**Prompt**
Rewrite the lines of every item below with "white bicycle" changed to "black bicycle" and everything else kept the same. Omit the pictures from your output.

**Dataset records**

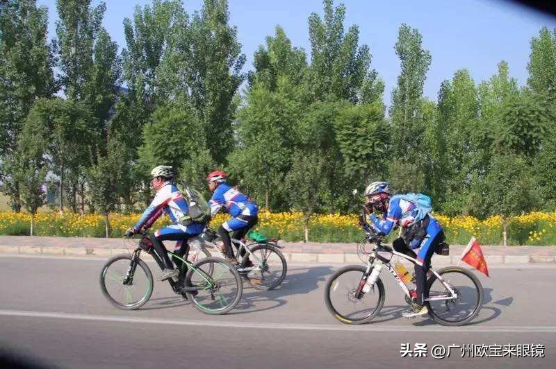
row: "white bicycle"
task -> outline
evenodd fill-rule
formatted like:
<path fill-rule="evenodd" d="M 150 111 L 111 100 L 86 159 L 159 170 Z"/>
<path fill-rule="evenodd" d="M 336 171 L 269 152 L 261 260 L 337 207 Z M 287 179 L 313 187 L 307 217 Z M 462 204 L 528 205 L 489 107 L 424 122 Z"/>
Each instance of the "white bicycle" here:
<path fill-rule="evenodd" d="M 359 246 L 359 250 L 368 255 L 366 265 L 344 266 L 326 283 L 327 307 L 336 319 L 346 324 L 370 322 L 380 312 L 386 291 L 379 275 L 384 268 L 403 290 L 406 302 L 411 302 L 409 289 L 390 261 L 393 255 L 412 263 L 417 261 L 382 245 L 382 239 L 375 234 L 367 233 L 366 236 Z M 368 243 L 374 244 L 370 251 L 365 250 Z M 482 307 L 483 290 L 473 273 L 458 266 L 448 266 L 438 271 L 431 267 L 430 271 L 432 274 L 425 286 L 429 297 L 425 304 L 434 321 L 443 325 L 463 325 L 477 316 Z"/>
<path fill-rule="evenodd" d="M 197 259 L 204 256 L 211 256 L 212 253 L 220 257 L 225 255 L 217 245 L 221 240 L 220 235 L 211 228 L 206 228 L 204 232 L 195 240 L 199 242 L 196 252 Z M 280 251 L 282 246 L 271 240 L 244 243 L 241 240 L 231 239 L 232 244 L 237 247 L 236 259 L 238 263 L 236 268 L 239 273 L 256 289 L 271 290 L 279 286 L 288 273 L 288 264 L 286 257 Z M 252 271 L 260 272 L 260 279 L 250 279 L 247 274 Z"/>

**Task solution**
row: "black bicycle"
task -> outline
evenodd fill-rule
formatted like:
<path fill-rule="evenodd" d="M 150 111 L 111 100 L 86 159 L 159 170 Z"/>
<path fill-rule="evenodd" d="M 336 171 L 269 152 L 261 260 L 337 207 Z M 287 179 L 313 187 L 307 217 Z M 462 204 L 528 205 L 489 107 L 424 122 Z"/>
Each instance of the "black bicycle" here:
<path fill-rule="evenodd" d="M 359 246 L 359 250 L 368 255 L 366 265 L 344 266 L 326 283 L 327 307 L 336 319 L 346 324 L 370 322 L 380 312 L 386 291 L 379 275 L 384 268 L 403 290 L 406 302 L 411 302 L 409 289 L 390 261 L 393 255 L 412 263 L 417 261 L 382 245 L 382 239 L 375 234 L 367 233 L 366 236 Z M 368 243 L 374 244 L 370 251 L 365 250 Z M 482 307 L 483 290 L 473 273 L 458 266 L 448 266 L 438 271 L 431 267 L 430 271 L 432 274 L 425 286 L 429 297 L 425 304 L 434 321 L 443 325 L 463 325 L 477 316 Z"/>
<path fill-rule="evenodd" d="M 197 259 L 204 256 L 211 256 L 212 253 L 220 257 L 225 255 L 217 245 L 221 240 L 220 235 L 211 228 L 206 228 L 204 232 L 195 240 L 199 242 L 196 252 Z M 280 251 L 282 246 L 271 240 L 244 243 L 241 240 L 231 239 L 232 244 L 237 247 L 236 259 L 238 263 L 236 268 L 239 273 L 256 289 L 271 290 L 279 286 L 288 273 L 288 264 L 286 257 Z M 252 271 L 260 272 L 260 279 L 250 279 L 247 274 Z"/>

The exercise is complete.